Input material:
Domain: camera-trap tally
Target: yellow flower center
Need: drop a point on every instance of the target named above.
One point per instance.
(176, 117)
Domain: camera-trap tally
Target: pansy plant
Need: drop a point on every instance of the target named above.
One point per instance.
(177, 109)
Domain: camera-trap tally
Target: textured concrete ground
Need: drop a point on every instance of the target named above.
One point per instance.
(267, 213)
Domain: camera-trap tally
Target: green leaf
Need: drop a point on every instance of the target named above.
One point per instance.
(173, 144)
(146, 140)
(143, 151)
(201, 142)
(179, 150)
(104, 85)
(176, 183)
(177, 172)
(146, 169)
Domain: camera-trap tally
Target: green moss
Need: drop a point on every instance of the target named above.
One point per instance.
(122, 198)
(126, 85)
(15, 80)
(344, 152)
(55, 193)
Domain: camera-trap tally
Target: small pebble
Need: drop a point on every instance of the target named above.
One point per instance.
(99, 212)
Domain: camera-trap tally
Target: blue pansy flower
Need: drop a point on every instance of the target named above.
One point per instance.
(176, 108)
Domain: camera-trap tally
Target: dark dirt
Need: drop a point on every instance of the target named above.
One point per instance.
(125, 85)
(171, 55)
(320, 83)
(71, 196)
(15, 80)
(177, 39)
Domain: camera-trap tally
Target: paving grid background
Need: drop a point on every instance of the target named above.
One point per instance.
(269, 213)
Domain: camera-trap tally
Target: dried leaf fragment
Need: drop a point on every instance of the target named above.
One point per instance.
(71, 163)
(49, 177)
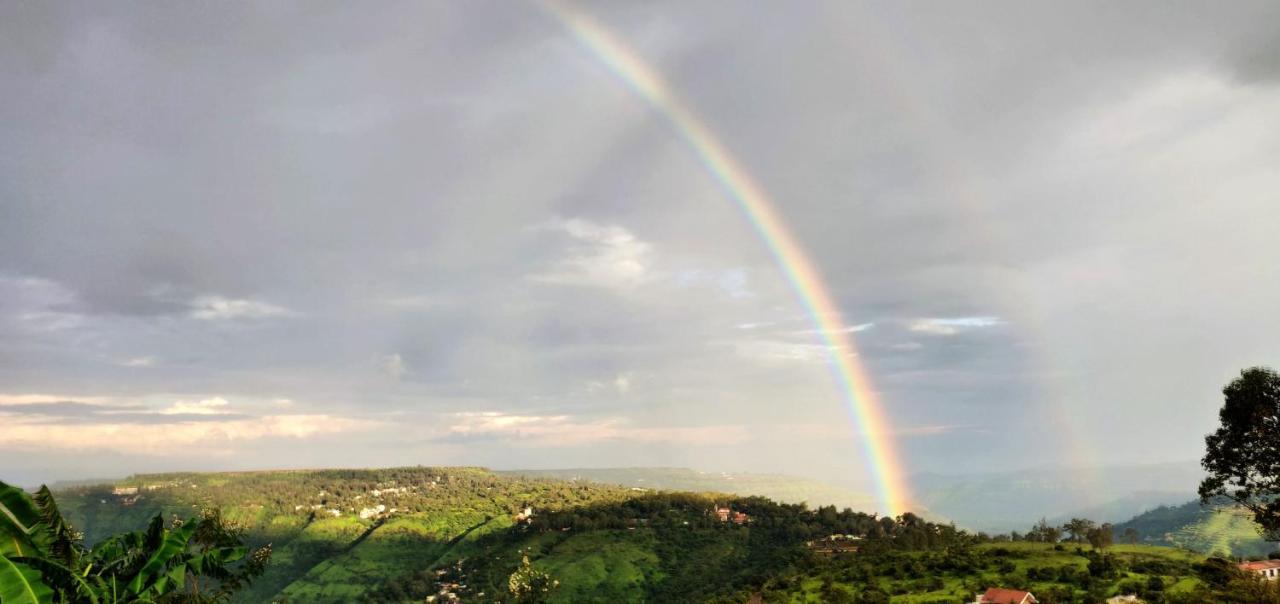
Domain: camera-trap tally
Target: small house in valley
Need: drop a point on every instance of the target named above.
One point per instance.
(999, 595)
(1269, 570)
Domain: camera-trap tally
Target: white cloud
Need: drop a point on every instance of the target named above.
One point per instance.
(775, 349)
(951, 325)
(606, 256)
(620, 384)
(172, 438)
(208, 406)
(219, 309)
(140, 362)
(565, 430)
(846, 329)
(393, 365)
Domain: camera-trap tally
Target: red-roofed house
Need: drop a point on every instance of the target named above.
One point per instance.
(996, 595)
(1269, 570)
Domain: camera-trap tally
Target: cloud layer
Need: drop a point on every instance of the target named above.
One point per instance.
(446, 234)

Task to carry out:
Reproduce each line exactly as it appears, omitting the pictures.

Answer to this task:
Domain: camera-trap tally
Target: yellow flower center
Need: drop a point on every instance of the target named above.
One point per instance.
(176, 117)
Domain: camera-trap tally
Target: pansy plant
Need: drop a point on every instance of the target named above.
One point per instance.
(177, 109)
Domain: camera-trap tally
Target: textured concrete ground
Need: drop a point on every instance of the target named above.
One point per instance.
(267, 213)
Domain: camera-trap tally
Target: green leaf
Need: drop a point on every instance of the target named above.
One point per instance.
(173, 144)
(146, 140)
(143, 151)
(201, 142)
(179, 150)
(104, 85)
(176, 183)
(177, 172)
(146, 169)
Domain: camera-trap tally
Target: green moss
Need: drop a point on every instance of the target named above.
One point per instance.
(122, 198)
(126, 85)
(15, 80)
(344, 152)
(55, 193)
Domain: camera-trap tally
Target: small pebble
Need: drop a point on every instance of the target named above.
One point per instance.
(99, 212)
Domain: camera-trap tally
Target: blue pansy flower
Need: drop a point on every instance of the target named above.
One point per instance.
(176, 108)
Domain: camera-trap tally
Target: dark dirt
Need: drop a point on every instance of the target named above.
One point per instance.
(125, 85)
(171, 55)
(320, 83)
(71, 196)
(15, 80)
(177, 39)
Domain: camera-trap tally
Target: paving grid background
Need: drop a point on every instance of the target named above.
One point per instance.
(269, 213)
Domain: camera-trap tally
Target: dried leaf fragment
Need: drop a point on every instance of the target named above.
One point per instance.
(71, 163)
(49, 177)
Domain: camera-trap tally
Target: small house in valley
Need: drop a point on every instance of the target named above.
One point per instance.
(999, 595)
(1269, 570)
Domain: camera-trap tally
Target: white cloud
Need: drop a point on every instance of the target named above.
One point per instance.
(775, 349)
(951, 325)
(606, 256)
(620, 384)
(172, 438)
(208, 406)
(219, 309)
(140, 362)
(565, 430)
(846, 329)
(393, 365)
Domain: camera-trap tally
Target: red-roofed house
Need: drop a point on every instance of the target named above.
One point per instance.
(996, 595)
(1269, 570)
Domain: camera-trap tally
Target: cloud layer
Need: drop a point on every instance of the target named above.
One point per instance.
(446, 234)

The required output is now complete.